Task requirements:
Transcribe, exactly as they appear, only the lines from the one holding "Get boy in gray" through the end of the entries below.

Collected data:

==*==

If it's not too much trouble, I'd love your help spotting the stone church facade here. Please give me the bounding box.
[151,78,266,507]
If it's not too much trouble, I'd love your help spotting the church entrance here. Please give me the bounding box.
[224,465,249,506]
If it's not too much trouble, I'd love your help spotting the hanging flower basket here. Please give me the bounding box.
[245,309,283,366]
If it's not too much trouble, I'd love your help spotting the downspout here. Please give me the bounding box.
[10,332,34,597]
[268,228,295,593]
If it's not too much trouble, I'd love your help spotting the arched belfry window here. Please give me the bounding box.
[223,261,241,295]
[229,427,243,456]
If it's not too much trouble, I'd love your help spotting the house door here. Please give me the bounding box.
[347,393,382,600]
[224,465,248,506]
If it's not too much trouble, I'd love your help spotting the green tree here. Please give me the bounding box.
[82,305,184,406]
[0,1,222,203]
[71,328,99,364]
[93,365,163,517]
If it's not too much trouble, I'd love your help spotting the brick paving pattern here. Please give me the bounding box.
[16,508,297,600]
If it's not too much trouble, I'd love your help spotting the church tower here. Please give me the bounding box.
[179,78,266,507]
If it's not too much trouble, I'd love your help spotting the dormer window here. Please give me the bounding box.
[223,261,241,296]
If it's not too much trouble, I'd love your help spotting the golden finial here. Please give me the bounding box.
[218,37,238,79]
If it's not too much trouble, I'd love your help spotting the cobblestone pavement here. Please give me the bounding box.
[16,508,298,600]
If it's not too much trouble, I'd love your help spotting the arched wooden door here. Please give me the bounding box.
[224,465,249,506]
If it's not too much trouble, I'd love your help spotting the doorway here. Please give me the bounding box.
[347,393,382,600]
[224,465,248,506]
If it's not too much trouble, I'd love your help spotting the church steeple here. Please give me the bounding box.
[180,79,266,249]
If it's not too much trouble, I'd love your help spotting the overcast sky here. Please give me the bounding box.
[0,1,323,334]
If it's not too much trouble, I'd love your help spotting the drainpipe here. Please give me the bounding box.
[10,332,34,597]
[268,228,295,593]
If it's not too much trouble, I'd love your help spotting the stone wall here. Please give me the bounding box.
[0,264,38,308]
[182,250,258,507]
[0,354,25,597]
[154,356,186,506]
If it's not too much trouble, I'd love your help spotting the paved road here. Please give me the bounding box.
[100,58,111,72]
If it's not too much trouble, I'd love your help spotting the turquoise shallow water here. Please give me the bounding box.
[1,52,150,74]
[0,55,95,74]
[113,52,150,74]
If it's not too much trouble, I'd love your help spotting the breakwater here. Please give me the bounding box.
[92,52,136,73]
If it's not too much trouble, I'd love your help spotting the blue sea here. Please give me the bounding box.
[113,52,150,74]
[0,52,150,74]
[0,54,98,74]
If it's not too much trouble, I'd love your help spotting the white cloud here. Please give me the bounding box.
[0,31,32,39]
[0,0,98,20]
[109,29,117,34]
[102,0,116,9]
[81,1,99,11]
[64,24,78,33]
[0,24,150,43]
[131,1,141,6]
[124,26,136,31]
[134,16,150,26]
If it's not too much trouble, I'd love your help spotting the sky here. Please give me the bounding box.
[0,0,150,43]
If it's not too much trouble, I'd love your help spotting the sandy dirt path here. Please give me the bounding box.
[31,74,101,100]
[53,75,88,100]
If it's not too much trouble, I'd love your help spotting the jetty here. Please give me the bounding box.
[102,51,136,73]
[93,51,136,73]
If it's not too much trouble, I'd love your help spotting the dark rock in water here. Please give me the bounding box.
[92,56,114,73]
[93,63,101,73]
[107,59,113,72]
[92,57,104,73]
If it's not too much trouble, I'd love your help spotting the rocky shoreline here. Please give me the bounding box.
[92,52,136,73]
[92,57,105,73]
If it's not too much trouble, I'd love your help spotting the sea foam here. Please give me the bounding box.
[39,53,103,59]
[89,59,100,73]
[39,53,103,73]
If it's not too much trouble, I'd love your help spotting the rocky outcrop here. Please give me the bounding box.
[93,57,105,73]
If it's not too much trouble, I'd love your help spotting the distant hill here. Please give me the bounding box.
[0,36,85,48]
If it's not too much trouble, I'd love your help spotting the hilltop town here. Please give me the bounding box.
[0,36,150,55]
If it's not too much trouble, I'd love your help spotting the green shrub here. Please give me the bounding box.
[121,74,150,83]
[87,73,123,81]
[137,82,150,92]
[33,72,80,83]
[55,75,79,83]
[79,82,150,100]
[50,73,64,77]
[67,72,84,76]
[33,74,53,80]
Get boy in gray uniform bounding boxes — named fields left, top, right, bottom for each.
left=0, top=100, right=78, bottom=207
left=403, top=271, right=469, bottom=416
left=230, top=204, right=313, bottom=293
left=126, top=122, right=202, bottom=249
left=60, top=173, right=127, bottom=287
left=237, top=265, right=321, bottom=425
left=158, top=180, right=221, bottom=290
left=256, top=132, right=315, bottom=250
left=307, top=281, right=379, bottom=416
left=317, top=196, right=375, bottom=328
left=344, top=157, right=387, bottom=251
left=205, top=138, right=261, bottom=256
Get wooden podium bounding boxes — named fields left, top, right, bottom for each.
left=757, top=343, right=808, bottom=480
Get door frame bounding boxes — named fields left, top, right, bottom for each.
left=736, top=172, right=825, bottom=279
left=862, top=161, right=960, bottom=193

==*==

Output of the exercise:
Get boy in gray uniform bounding boxes — named fields left, top, right, bottom for each.
left=0, top=100, right=78, bottom=207
left=403, top=271, right=469, bottom=416
left=230, top=204, right=313, bottom=293
left=126, top=122, right=202, bottom=249
left=60, top=173, right=127, bottom=287
left=237, top=265, right=321, bottom=425
left=158, top=180, right=221, bottom=290
left=256, top=132, right=315, bottom=250
left=307, top=281, right=379, bottom=416
left=317, top=196, right=375, bottom=328
left=344, top=157, right=387, bottom=251
left=205, top=138, right=261, bottom=256
Get wooden podium bounding boxes — named fields left, top, right, bottom for each.
left=757, top=343, right=808, bottom=480
Get door frame bounding boxes — named fields left, top, right, bottom for each.
left=736, top=172, right=825, bottom=279
left=862, top=161, right=960, bottom=193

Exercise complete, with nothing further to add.